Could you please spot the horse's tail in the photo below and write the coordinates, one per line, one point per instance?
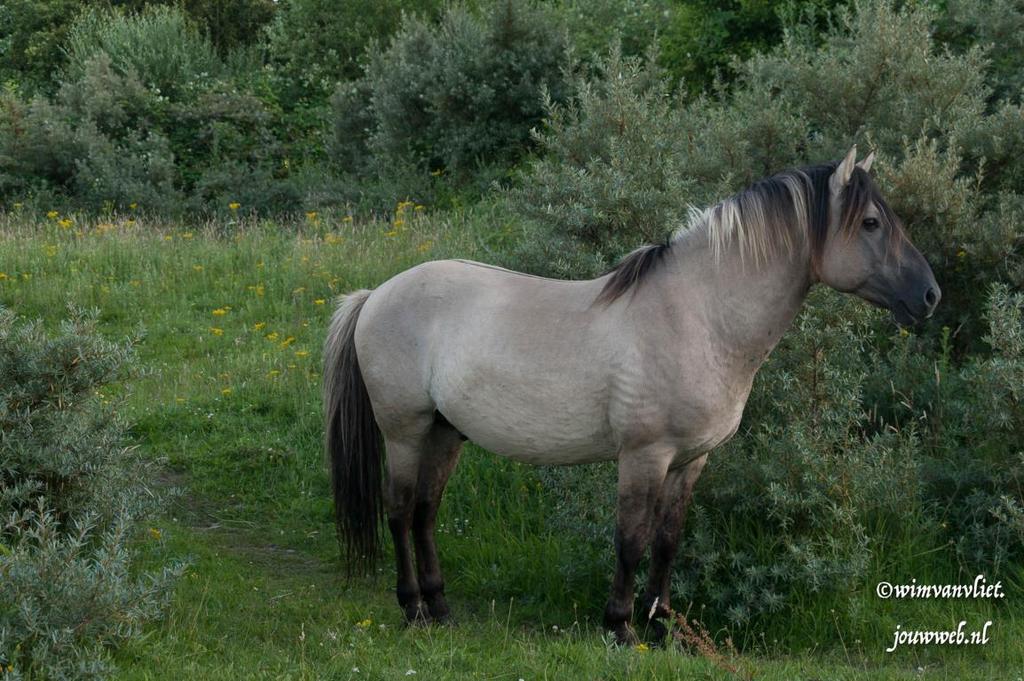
(352, 439)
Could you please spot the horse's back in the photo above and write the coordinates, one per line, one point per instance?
(517, 363)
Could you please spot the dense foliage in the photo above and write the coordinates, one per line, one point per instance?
(72, 494)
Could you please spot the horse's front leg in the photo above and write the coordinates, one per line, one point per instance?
(641, 477)
(675, 500)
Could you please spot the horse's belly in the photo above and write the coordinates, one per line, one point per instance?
(530, 425)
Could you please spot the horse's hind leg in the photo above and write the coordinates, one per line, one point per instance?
(403, 458)
(441, 454)
(669, 522)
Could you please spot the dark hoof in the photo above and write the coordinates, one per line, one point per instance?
(444, 620)
(625, 635)
(439, 610)
(654, 633)
(417, 614)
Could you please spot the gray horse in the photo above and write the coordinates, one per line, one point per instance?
(649, 365)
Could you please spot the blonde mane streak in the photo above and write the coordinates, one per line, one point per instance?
(761, 219)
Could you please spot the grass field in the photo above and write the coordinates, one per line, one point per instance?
(229, 398)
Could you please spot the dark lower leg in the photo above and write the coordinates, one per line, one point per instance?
(408, 587)
(672, 515)
(437, 466)
(428, 566)
(641, 475)
(619, 611)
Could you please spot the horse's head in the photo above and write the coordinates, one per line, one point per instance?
(866, 252)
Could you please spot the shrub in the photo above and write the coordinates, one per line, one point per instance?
(32, 38)
(973, 416)
(99, 143)
(72, 496)
(456, 96)
(160, 45)
(610, 175)
(315, 44)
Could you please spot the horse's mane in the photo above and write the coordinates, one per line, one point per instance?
(766, 217)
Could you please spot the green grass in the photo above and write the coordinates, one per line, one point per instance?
(236, 415)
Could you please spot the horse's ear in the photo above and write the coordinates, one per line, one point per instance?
(844, 171)
(865, 165)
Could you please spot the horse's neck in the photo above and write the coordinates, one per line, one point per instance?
(748, 306)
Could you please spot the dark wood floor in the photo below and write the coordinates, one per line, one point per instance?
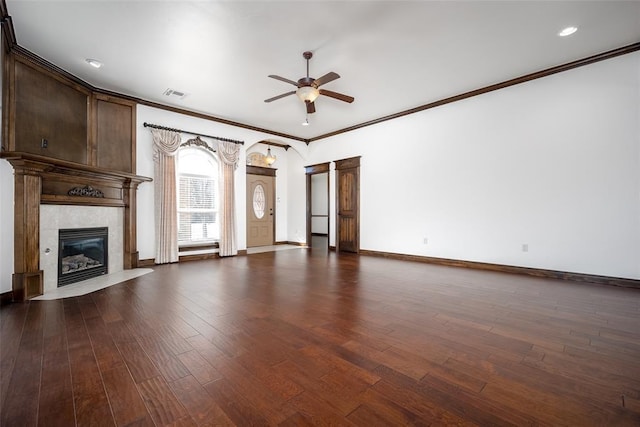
(305, 337)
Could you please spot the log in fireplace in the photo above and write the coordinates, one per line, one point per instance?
(83, 254)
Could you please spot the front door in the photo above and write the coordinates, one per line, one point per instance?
(348, 205)
(260, 192)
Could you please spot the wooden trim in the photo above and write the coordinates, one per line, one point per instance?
(309, 171)
(35, 59)
(7, 26)
(147, 262)
(6, 298)
(287, 242)
(318, 168)
(351, 162)
(274, 144)
(259, 170)
(187, 248)
(518, 80)
(198, 257)
(527, 271)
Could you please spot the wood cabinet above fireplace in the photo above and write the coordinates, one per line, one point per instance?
(53, 116)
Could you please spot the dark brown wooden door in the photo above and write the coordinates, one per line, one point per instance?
(348, 205)
(260, 214)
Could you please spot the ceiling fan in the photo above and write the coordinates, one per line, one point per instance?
(308, 87)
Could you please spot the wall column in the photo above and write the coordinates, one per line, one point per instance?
(27, 277)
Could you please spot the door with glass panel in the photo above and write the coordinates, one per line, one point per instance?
(260, 214)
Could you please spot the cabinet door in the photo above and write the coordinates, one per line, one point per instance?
(115, 135)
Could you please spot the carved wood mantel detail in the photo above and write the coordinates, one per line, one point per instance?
(44, 180)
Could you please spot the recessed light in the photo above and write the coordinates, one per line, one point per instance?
(94, 63)
(567, 31)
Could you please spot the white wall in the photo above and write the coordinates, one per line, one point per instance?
(553, 164)
(146, 239)
(319, 202)
(297, 198)
(6, 230)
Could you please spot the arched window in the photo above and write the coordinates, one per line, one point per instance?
(198, 219)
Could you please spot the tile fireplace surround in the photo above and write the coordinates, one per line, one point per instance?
(50, 194)
(56, 217)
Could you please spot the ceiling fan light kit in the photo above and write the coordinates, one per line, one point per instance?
(308, 90)
(308, 93)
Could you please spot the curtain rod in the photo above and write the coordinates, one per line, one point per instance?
(149, 125)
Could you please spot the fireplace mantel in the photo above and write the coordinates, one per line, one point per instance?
(44, 180)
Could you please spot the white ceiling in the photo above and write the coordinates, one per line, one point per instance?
(391, 55)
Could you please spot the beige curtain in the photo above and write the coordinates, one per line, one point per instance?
(165, 148)
(228, 154)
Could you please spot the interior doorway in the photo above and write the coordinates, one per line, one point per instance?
(260, 206)
(318, 206)
(348, 205)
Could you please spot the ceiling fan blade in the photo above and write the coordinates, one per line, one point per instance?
(336, 95)
(329, 77)
(280, 96)
(282, 79)
(311, 107)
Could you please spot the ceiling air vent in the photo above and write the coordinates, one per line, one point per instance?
(174, 93)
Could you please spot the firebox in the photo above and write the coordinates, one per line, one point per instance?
(82, 254)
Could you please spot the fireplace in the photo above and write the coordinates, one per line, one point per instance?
(82, 254)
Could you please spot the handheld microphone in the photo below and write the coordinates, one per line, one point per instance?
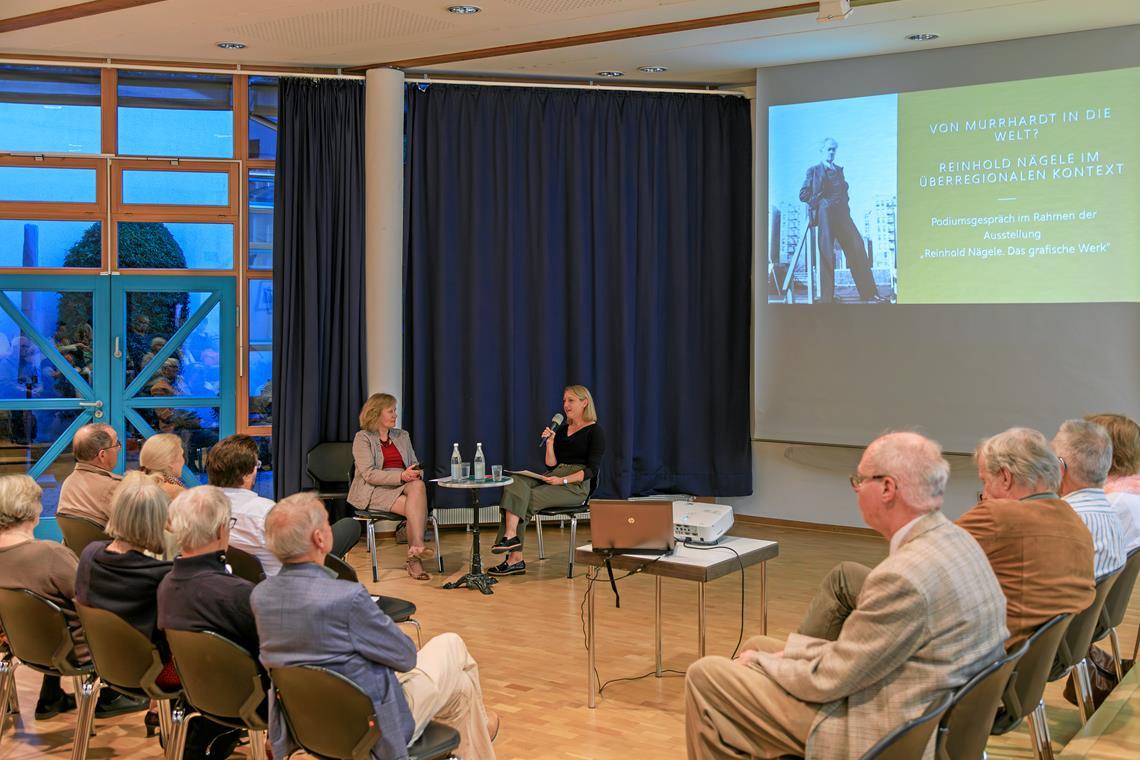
(555, 423)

Objective:
Copy the rows verbatim, from the line containing "Could you please spot the fireplace in" through the last row, and leave out the pictures.

Written answer:
Could you please spot the fireplace in the photo above and write the coordinates, one per line, one point per instance?
(82, 254)
Could you please spot the handheld microphone in the photo below and write the coordinates, one per line, one point per instance?
(555, 423)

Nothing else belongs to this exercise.